_Excerpt to read:_
Summary: In this post I'll show you how to prepare your Windows desktop to work with terraform for both Azure and AWS. I will also explain the most common terraform commands and terminology and show you how to apply these.
Date: Around 2019
Refactor: 11 January 2025: Checked links, formatting and split up some content to different files.

First prepare your windows desktop. At a minimum you'll need terraform to be installed and if you're using VSCode you will need the terraform plugin.

Note that if you plan to use terraform only on the Azure Cloud Shell (see below) you can skip the installation of terraform on your desktop.

You can download terraform from the terraform website. After downloading the zip file, extract it to a folder and add the folder to your path. You can do this by adding the folder to the system environment variables, so for example if you've extracted the zip file to c:\terraform you can go to the 'Advanced system settings' → 'Advanced' → 'Environment Variables' → 'Path' → 'Edit' → 'New' → 'C:\terraform'.

Alternatively, you can add the file location to your path using the following powershell command:

# Add terraform to your path
$targetDir="C:\terraform"
$oldPath = [System.Environment]::GetEnvironmentVariable("Path","User")
$oldPathArray=($oldPath) -split ";"
if(-Not($oldPathArray -Contains "$targetDir")) {
    write-host "Permanently adding $targetDir to User Path"
    $newPath = "$oldPath;$targetDir" -replace ";+", ";"
    [System.Environment]::SetEnvironmentVariable("Path",$newPath,"User")
    $env:Path = [System.Environment]::GetEnvironmentVariable("Path","User"),[System.Environment]::GetEnvironmentVariable("Path","Machine") -join ";"
}

Note that you need to restart your command prompt to make the changes effective.

You could also install terraform with chocolatey. After installing chocolatey you can run choco install terraform.

Add the terraform plugin from hashicorp. Once installed you can make the following changes to your settings.json file to make sure the terraform plugin is used for all terraform files:

{
    "files.associations": {
        "*.tf": "terraform",
        "*.tfvars": "terraform"
    },
    "[terraform]": {
        "editor.defaultFormatter": "hashicorp.terraform"
    }
}

After the installation you should be able to run the terraform version command both in a shell/terminal and in the VSCode integrated terminal.

The main commands are:

• terraform init: Checks the config file and downloads the provider
• terraform validate: Checks the config file for syntax errors
• terraform plan: Creates the plan, what to do based on the config file and state file
• terraform apply: Applies the plan
  • Use the option -auto-approve to suppress the summary and confirmation
• terraform destroy: Destroys the plan
  • Use the option -auto-approve to suppress the summary and confirmation

After you have applied a terraform config you get a tfstate file, which is the heart of your terraform operation. You can check the file for all resources created and information about these resources such as the aws arn for example. Don't delete this file!

_What needs to be done:_ From the terraform setup guide, extract the passage starting at "Alternatively, you can" and ending at "the changes effective.", copying it word for word.

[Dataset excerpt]
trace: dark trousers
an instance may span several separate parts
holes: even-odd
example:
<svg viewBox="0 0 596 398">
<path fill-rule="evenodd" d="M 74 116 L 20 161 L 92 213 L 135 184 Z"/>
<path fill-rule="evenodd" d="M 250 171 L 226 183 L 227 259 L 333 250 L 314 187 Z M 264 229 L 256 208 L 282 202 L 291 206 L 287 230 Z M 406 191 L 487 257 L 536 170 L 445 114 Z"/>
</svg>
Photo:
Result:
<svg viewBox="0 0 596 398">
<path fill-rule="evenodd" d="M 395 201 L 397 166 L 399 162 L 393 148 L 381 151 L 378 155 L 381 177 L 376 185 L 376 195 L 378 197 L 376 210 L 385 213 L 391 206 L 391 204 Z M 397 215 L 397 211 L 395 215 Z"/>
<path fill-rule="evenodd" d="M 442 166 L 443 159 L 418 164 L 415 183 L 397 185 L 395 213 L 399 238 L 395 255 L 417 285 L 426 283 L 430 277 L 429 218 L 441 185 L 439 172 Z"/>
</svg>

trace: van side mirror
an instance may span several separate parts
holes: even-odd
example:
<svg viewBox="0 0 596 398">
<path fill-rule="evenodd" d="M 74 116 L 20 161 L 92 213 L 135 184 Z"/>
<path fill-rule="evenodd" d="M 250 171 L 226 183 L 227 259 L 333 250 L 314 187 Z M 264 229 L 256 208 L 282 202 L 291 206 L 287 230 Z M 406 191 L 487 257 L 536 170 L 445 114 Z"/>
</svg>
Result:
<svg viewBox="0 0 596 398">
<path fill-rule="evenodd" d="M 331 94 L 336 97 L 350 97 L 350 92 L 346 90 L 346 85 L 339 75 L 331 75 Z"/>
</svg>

_Answer:_
Alternatively, you can add the file location to your path using the following powershell command:

# Add terraform to your path
$targetDir="C:\terraform"
$oldPath = [System.Environment]::GetEnvironmentVariable("Path","User")
$oldPathArray=($oldPath) -split ";"
if(-Not($oldPathArray -Contains "$targetDir")) {
    write-host "Permanently adding $targetDir to User Path"
    $newPath = "$oldPath;$targetDir" -replace ";+", ";"
    [System.Environment]::SetEnvironmentVariable("Path",$newPath,"User")
    $env:Path = [System.Environment]::GetEnvironmentVariable("Path","User"),[System.Environment]::GetEnvironmentVariable("Path","Machine") -join ";"
}

Note that you need to restart your command prompt to make the changes effective.